• _Requisitos das tarefas_
- A) Por favor, reescreva em forma de lista o parágrafo do texto sobre startups unicórnio no Brasil que começa com “Em seis anos de operação”, mantendo os fatos principais.
- B) Escreva a continuação do texto sobre startups unicórnio no Brasil, começando logo após a última frase apresentada.

• _Trecho do documento_
Com maior acesso a capital de risco, empreendedores mais maduros e um mercado repleto de ineficiências, o Brasil começa a se tornar um novo polo de unicórnios
Não foram poucos os caminhos trilhados pelo francês Fabien Mendez
antes de empreender. Em 2009, já formado em economia e direito, o aluno
do mestrado em finanças e estratégias da Universidade Sciences Po, de
Paris, iniciou a carreira como analista do JP Morgan. Passados apenas
sete meses, desembarcou no Brasil. Não era o seu primeiro contato com o
País. Dois anos antes, havia feito um intercâmbio na Fundação Getulio
Vargas (FGV), em São Paulo. Na segunda visita, veio para ficar.
Trabalhou nas operações locais do banco BNP Paribas e da Ernst &
Young (EY).
Em 2012, decidiu que era o momento de dar asas à sua vocação
empreendedora e fundou a GoJames, aplicativo de transporte de
passageiros, nos moldes do Uber. “Esbarramos na regulação e foi um
fracasso total em termos de negócios”, diz Mendez sobre a ideia, que
teve vida curta. “Mas foram os oito meses de maior aprendizado em toda a
minha trajetória.” A bagagem adquirida trouxe o fôlego para seguir em
frente. E a inspiração para um novo percurso veio enquanto caminhava
pela Avenida 9 de Julho, na capital paulista, ainda desolado pelo
insucesso recente. O vaivém de motoboys, em suas palavras, “um a cada
dois segundos”, despertou a curiosidade de pesquisar mais sobre os
famosos gargalos logísticos brasileiros. Alguns meses depois, nascia a
Loggi, startup de serviços de entrega.
Em seis anos de operação, a Loggi acumulou bem mais que os
quilômetros percorridos pelas motos, vans e carros disponíveis no seu
serviço. No período, a empresa reforçou seu caixa com seis rodadas de
investimento, que totalizaram US$ 295 milhões e incluíram fundos como
Monashees, IFC Venture e Kaszek Ventures. Anunciado em junho, o aporte
mais recente, de US$ 150 milhões, fez com que a companhia alcançasse um
destino até pouco tempo distante para uma startup brasileira: o estágio
unicórnio, jargão usado no mercado para batizar as novatas avaliadas em
US$ 1 bilhão ou mais. “Nosso objetivo não é ser unicórnio ou qualquer
que seja o termo. Essa etapa só é simbólica por validar que estamos no
caminho certo”, afirma Mendez, que aponta o desafio de não deixar que o
novo patamar suba à cabeça. “A responsabilidade é maior. Temos plena
consciência de que existe um cemitério repleto de empresas que atingiram
esse status.”
A Loggi não é a única novata brasileira a cumprir esse roteiro
bilionário. O aplicativo de mobilidade 99 foi o pioneiro, em janeiro de
2018, ao ser comprado pela chinesa Didi Chuxing. De lá para cá, outras
oito startups locais ganharam o mesmo status: a fintech Nubank; a
holding de aplicativos Movile e sua investida iFood, de delivery de
restaurantes; a PagSeguro e a Stone, de pagamentos; e a Arco Educação,
de sistemas de ensino. As três últimas superaram a marca por meio da
abertura de capital nos Estados Unidos. O nome mais recente a entrar
nesse clube tão seleto que sequer chega a uma dezena de integrantes é a
Gympass, plataforma de benefícios de saúde e bem-estar que dá acesso a
academias de ginástica. Depois de ganhar musculatura e chegar a 14
países, a companhia fundada em 2012 anunciou, em meados de junho, um
aporte de US$ 300 milhões.

• _Entradas fornecidas_
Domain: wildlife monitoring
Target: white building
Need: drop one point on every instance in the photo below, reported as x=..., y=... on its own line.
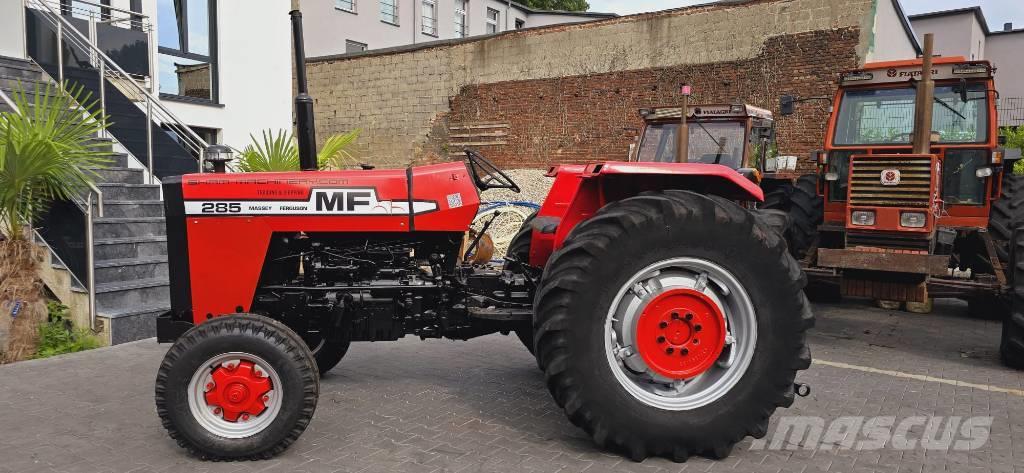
x=965, y=32
x=338, y=27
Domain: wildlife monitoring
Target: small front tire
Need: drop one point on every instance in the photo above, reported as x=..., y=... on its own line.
x=237, y=387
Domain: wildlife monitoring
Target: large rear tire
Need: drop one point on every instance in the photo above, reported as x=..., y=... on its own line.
x=616, y=270
x=237, y=387
x=806, y=209
x=1012, y=340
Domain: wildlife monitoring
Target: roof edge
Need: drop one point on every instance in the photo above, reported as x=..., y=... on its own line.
x=978, y=14
x=907, y=28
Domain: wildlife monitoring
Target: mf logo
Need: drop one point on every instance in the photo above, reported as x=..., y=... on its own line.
x=890, y=177
x=343, y=201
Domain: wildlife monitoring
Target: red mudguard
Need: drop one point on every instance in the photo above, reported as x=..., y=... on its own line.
x=579, y=191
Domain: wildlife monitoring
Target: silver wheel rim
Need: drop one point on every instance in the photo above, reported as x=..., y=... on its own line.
x=214, y=423
x=632, y=372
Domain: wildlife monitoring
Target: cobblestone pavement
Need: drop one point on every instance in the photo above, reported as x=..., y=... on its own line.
x=481, y=405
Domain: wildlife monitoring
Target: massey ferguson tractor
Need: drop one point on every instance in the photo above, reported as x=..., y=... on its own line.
x=668, y=318
x=918, y=202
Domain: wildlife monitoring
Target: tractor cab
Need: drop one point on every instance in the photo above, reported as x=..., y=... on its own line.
x=875, y=117
x=733, y=135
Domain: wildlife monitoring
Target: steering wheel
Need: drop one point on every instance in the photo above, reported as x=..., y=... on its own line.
x=898, y=138
x=487, y=175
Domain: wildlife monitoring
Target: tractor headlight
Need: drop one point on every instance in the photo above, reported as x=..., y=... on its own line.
x=862, y=217
x=912, y=219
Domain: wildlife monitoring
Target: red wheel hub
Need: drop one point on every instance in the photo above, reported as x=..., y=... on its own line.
x=238, y=390
x=681, y=333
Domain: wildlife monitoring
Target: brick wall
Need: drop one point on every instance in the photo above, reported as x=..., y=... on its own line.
x=569, y=93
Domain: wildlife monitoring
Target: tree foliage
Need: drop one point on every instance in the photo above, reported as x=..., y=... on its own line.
x=279, y=152
x=563, y=5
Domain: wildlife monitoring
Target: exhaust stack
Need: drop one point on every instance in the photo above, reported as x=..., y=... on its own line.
x=305, y=129
x=926, y=95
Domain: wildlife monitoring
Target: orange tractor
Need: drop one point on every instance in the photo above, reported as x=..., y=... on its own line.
x=918, y=201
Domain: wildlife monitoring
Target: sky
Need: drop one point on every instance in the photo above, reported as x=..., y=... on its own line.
x=996, y=11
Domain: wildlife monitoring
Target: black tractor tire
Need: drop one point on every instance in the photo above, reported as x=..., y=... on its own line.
x=1012, y=340
x=1001, y=217
x=806, y=210
x=777, y=220
x=582, y=280
x=270, y=340
x=519, y=249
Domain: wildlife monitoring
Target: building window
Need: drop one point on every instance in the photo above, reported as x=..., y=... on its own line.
x=493, y=18
x=461, y=26
x=345, y=5
x=429, y=17
x=389, y=11
x=354, y=46
x=186, y=61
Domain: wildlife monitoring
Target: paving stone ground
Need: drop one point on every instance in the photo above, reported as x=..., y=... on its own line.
x=481, y=406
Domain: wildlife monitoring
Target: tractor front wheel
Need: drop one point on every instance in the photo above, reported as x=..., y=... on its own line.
x=237, y=387
x=672, y=324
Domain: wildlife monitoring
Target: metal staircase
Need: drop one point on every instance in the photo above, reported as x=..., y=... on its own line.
x=116, y=248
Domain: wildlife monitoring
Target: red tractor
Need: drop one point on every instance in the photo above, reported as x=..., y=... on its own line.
x=918, y=201
x=668, y=318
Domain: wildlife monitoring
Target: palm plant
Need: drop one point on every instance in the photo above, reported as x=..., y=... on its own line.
x=279, y=152
x=45, y=152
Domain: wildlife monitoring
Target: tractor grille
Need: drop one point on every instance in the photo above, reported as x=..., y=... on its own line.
x=913, y=188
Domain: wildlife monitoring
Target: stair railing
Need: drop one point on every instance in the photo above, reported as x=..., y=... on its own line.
x=155, y=111
x=86, y=207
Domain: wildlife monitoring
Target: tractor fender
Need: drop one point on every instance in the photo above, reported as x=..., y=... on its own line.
x=579, y=191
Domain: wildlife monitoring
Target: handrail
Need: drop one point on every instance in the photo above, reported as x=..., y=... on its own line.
x=90, y=266
x=108, y=7
x=154, y=109
x=8, y=101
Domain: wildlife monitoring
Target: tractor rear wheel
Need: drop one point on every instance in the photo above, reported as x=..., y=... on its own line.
x=1012, y=341
x=672, y=324
x=237, y=387
x=519, y=249
x=806, y=210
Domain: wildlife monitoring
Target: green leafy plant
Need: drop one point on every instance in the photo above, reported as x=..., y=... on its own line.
x=46, y=153
x=57, y=336
x=1015, y=140
x=279, y=152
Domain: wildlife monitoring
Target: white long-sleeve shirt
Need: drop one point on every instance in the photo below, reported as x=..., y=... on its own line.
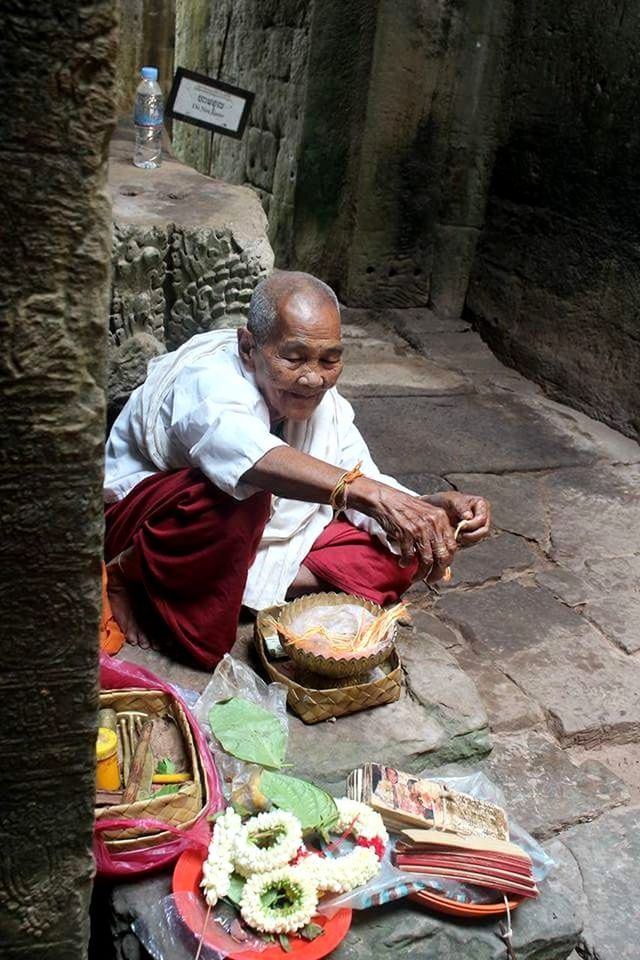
x=210, y=414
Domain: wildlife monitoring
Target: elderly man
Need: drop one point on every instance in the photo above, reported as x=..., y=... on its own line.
x=235, y=474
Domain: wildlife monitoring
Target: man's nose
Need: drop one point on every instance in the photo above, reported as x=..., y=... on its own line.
x=311, y=377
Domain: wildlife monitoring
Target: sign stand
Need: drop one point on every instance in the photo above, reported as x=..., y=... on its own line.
x=209, y=103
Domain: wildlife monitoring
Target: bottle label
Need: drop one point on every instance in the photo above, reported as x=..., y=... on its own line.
x=149, y=111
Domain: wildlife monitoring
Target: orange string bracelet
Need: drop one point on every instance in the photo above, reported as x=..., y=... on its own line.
x=338, y=496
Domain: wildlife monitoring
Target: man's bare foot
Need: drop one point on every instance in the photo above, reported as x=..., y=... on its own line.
x=122, y=608
x=305, y=582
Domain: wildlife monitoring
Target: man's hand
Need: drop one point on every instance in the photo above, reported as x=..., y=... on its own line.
x=422, y=530
x=476, y=511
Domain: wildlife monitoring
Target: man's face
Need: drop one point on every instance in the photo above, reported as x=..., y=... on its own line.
x=302, y=360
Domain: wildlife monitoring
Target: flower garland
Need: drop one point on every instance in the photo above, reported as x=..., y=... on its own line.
x=266, y=842
x=283, y=879
x=218, y=867
x=281, y=901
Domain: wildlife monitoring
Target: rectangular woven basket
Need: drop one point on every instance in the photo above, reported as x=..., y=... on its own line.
x=180, y=809
x=313, y=705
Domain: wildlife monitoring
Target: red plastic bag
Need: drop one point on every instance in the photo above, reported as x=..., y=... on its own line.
x=115, y=675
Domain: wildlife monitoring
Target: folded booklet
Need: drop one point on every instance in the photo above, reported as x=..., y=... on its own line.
x=481, y=861
x=405, y=800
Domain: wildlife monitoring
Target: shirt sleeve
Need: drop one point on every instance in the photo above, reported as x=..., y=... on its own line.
x=353, y=450
x=221, y=436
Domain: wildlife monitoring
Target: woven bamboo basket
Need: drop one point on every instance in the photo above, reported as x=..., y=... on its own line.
x=179, y=809
x=347, y=666
x=314, y=705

• _Respostas por tarefa_
- A)
- Em seis anos de operação, a Loggi passou por seis rodadas de investimento, que somaram US$ 295 milhões e incluíram fundos como Monashees, IFC Venture e Kaszek Ventures.
- O aporte mais recente, de US$ 150 milhões, foi anunciado em junho e levou a empresa ao estágio de unicórnio, termo para novatas avaliadas em US$ 1 bilhão ou mais.
- Segundo Mendez, o objetivo da empresa não é ser unicórnio. Para ele, essa etapa é só simbólica, por validar que a empresa está no caminho certo.
- Mendez aponta como desafio não deixar o novo patamar subir à cabeça. Ele lembra que a responsabilidade é maior e que existe um cemitério repleto de empresas que atingiram esse status.

- B)
Liderada pelo fundo japonês Softbank, a rodada avaliou o negócio em
US$ 1,1 bilhão. “Acreditamos que esse investimento nos permitirá levar a
nossa solução a mais organizações globalmente”, afirmou, em nota, César
Carvalho, cofundador e CEO da Gympass. “O Brasil chegou a um momento de
inflexão e a história da Gympass é prova disso: uma startup latina com
modelo de negócios inovador, operação escalável e os atributos para se
tornar um líder global”, ressaltou Scott Sobel, sócio-fundador do Valor
Capital Group. Além de participar da última rodada, o fundo de venture
capital com sedes no Brasil e nos Estados Unidos investe na operação
desde os seus estágios iniciais.
MATURIDADE
Fundadora da americana Cowboy Ventures,
Ailen Lee foi a primeira pessoa a usar o termo unicórnio para designar
as startups desse porte, em 2013. Na época, a maioria das representantes
da safra local de novatas bilionárias já dava seus primeiros passos no
mercado. A definição ganhou popularidade nos anos seguintes. Entre boa
parte dos empreendedores, porém, a alcunha não é vista como um norte a
ser perseguido e sim como uma etapa e uma consequência natural de
projetos consistentes. É inegável, no entanto, que o surgimento dos
primeiros casos de sucesso no Brasil mereça atenção. “É um marco da
maturidade desse ecossistema local.
Hoje, temos mais investidores, aceleradoras, espaços de coinovação e
casos de sucesso que inspiram outras startups”, diz Marcelo Nakagawa,
professor de empreendedorismo do Insper. Luis Franco, líder de
aceleração da Endeavor, aponta outros fatores. “Já existe uma massa
crítica de empreendedores mais preparados e com carreiras sólidas, além
de muito capital externo de risco entrando e de fundos locais recém
captados”, ressalta. “As outras regiões já estão saturadas. Por isso, há
superfundos olhando para a América Latina e, em especial, para o
Brasil”, acrescenta Nakagawa. O ano passado serve como um termômetro
desse aquecimento no País e na região. A América Latina alcançou um
recorde de US$ 2 bilhões em investimentos de venture capital. O Brasil
foi o destino de US$ 1,3 bilhão desses aportes, ou 65% do total, por
meio de 259 acordos, segundo a Associação Latino-Americana de Capital de
Risco e Privado (Lavca).
Na ponta dos investimentos recentes na Loggi e na Gympass, e com um
histórico de rodadas em empresas como Uber, Didi Chuxing e WeWork, o
Softbank é o maior símbolo desse contexto. Em março, a companhia lançou
um fundo de US$ 5 bilhões focado exclusivamente na América Latina. “Há
muitas inovações e disrupções na região. As oportunidades de negócios
nunca foram tão fortes”, afirmou Marcelo Claure, CEO do Softbank na
região, em comunicado divulgado na época. No mercado, o desembarque é
visto como um fator que já começa a impulsionar a capitalização e os
aportes de fundos dedicados às etapas anteriores de desenvolvimento de
uma startup. Muitos deles de olho na perspectiva da elevada valorização
de um ativo com uma eventual entrada do Softbank mais à frente.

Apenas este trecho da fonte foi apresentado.